Give back all of the data, word for word.

● **THE DATA**:
○ ○ ○ ○

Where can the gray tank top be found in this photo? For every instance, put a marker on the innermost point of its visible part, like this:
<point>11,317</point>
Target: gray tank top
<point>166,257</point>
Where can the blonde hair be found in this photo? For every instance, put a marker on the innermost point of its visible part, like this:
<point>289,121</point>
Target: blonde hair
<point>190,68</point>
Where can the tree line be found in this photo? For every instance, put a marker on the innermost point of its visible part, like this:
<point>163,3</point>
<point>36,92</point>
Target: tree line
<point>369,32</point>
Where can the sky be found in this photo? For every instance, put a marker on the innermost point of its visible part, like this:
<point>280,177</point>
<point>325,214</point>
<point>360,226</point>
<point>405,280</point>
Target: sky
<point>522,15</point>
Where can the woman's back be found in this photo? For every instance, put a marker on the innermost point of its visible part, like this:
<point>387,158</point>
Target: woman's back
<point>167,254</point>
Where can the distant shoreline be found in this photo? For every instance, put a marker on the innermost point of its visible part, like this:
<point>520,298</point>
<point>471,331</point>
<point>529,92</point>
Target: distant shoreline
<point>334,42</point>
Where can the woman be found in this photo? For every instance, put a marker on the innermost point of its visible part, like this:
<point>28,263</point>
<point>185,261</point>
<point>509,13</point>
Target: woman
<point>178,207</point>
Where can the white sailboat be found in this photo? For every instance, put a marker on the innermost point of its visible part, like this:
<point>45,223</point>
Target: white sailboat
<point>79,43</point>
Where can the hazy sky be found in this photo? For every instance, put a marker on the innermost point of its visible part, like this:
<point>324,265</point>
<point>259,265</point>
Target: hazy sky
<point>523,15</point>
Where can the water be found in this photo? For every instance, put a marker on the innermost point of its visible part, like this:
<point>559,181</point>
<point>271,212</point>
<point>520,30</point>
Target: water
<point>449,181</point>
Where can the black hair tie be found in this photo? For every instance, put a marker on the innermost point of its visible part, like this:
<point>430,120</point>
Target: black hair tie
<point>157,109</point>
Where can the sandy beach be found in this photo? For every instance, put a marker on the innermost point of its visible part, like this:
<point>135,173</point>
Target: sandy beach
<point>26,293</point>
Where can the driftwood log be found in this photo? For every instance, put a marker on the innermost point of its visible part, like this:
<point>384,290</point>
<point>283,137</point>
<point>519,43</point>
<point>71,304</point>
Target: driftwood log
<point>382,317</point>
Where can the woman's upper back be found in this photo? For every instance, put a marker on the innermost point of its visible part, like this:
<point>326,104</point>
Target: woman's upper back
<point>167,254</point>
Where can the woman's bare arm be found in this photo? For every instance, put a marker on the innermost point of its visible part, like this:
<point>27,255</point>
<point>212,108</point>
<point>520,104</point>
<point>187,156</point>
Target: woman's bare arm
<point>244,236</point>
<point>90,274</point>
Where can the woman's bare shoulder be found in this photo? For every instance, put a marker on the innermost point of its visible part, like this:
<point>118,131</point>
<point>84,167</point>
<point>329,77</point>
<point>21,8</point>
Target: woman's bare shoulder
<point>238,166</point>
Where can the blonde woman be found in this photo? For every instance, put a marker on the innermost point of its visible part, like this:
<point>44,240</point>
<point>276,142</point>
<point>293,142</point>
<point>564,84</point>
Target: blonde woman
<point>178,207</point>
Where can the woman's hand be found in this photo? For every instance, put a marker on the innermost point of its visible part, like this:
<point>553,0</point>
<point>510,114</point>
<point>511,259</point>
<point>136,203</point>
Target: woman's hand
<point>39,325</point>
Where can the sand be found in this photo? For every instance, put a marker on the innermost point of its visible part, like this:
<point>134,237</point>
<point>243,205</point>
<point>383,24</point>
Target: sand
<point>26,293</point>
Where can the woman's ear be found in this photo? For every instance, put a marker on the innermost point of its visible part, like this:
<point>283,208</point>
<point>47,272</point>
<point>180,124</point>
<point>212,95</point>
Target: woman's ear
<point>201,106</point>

○ ○ ○ ○

● **WRITTEN ANSWER**:
Where can the gray tank top be found in this photo? For every instance, put a marker on the innermost point of its visible part, like this:
<point>11,317</point>
Target: gray tank top
<point>166,257</point>
Where can the blonde hair be found in this photo? For every instance, put a marker on the innermost point of its visible part, like this:
<point>289,121</point>
Target: blonde hair
<point>190,68</point>
Where can the tree line be found in this photo? For every instance, put a marker on the innermost point of its visible part, like this:
<point>163,3</point>
<point>36,92</point>
Target: tree line
<point>369,32</point>
Where can the sky be found in this photo? For every instance, put a marker on the innermost point of its visible part, like this:
<point>280,177</point>
<point>325,214</point>
<point>360,226</point>
<point>405,280</point>
Target: sky
<point>522,15</point>
Where can the woman's back be found in this photo? For every instance, put a marker on the innermost point of its visible part, like this:
<point>387,158</point>
Target: woman's back
<point>167,254</point>
Where can the distant shoreline be found in this photo? For every instance, put a marker on the innermost point of its visible part, like this:
<point>520,298</point>
<point>471,331</point>
<point>529,92</point>
Target: distant shoreline
<point>334,42</point>
Where can the woman be found in this photo? For every instance, put a marker on the innermost point of its visible part, like this:
<point>28,263</point>
<point>185,261</point>
<point>509,13</point>
Target: woman
<point>178,207</point>
Where can the white sailboat be found in this photo? For every instance, put a marker on the innermost point of its visible part, like this:
<point>45,223</point>
Target: white sailboat
<point>79,43</point>
Where can the hazy sky be found in this photo? For every instance, put a marker on the innermost point of its visible part, like this:
<point>324,265</point>
<point>259,265</point>
Target: hazy sky
<point>523,15</point>
Where can the water be found in this photo? For every instance, put a marker on the innermost point of its visible part, like this:
<point>559,181</point>
<point>271,212</point>
<point>520,30</point>
Target: water
<point>449,181</point>
Where can the black hair tie be found in this photo? For every instance, put a marker on the innermost point of its visible part, like this:
<point>430,120</point>
Target: black hair tie
<point>157,109</point>
Where can the sandy beach be found in this photo? For every instance, put a marker on the innermost point of its visible part, like this:
<point>135,173</point>
Target: sandy beach
<point>26,293</point>
Where can the driftwood log be found in this photo? For every instance, put a marker on the innermost point of its visible part, like this:
<point>384,290</point>
<point>283,137</point>
<point>519,43</point>
<point>71,304</point>
Target: driftwood log
<point>382,317</point>
Where can the woman's upper back be found in this photo? For every instance, put a marker on the innermost point of its visible part, like this:
<point>326,104</point>
Target: woman's upper back
<point>167,254</point>
Where can the woman's bare arm be found in this photo? For every instance, put a marker on the innermost point of its visible part, like this:
<point>27,255</point>
<point>212,108</point>
<point>520,104</point>
<point>187,156</point>
Target: woman's bare arm
<point>244,236</point>
<point>90,274</point>
Where can the woman's bare shoulder be found in this photo? For every instance, put a marker on the innermost point of its visible part, like this:
<point>118,131</point>
<point>84,167</point>
<point>329,77</point>
<point>21,8</point>
Target: woman's bare shoulder
<point>238,166</point>
Where can the blonde woman be found in this photo? For every instance, put a marker on the innermost point of its visible part, like this:
<point>44,240</point>
<point>276,142</point>
<point>293,142</point>
<point>564,84</point>
Target: blonde woman
<point>178,207</point>
Where can the woman's hand be found in this photo? For every instance, put a marker on the innermost point of its visible part, like this:
<point>553,0</point>
<point>510,114</point>
<point>511,259</point>
<point>136,203</point>
Target: woman's hand
<point>39,325</point>
Where can the sand be found in this photo? For every instance, put a marker on the innermost point of its visible part, like this:
<point>134,237</point>
<point>243,205</point>
<point>383,24</point>
Target: sand
<point>26,293</point>
Where can the woman's ear be found in this photo? For every instance, put a marker on the innermost point of its visible part, like this:
<point>283,208</point>
<point>47,272</point>
<point>180,124</point>
<point>212,95</point>
Target: woman's ear
<point>201,106</point>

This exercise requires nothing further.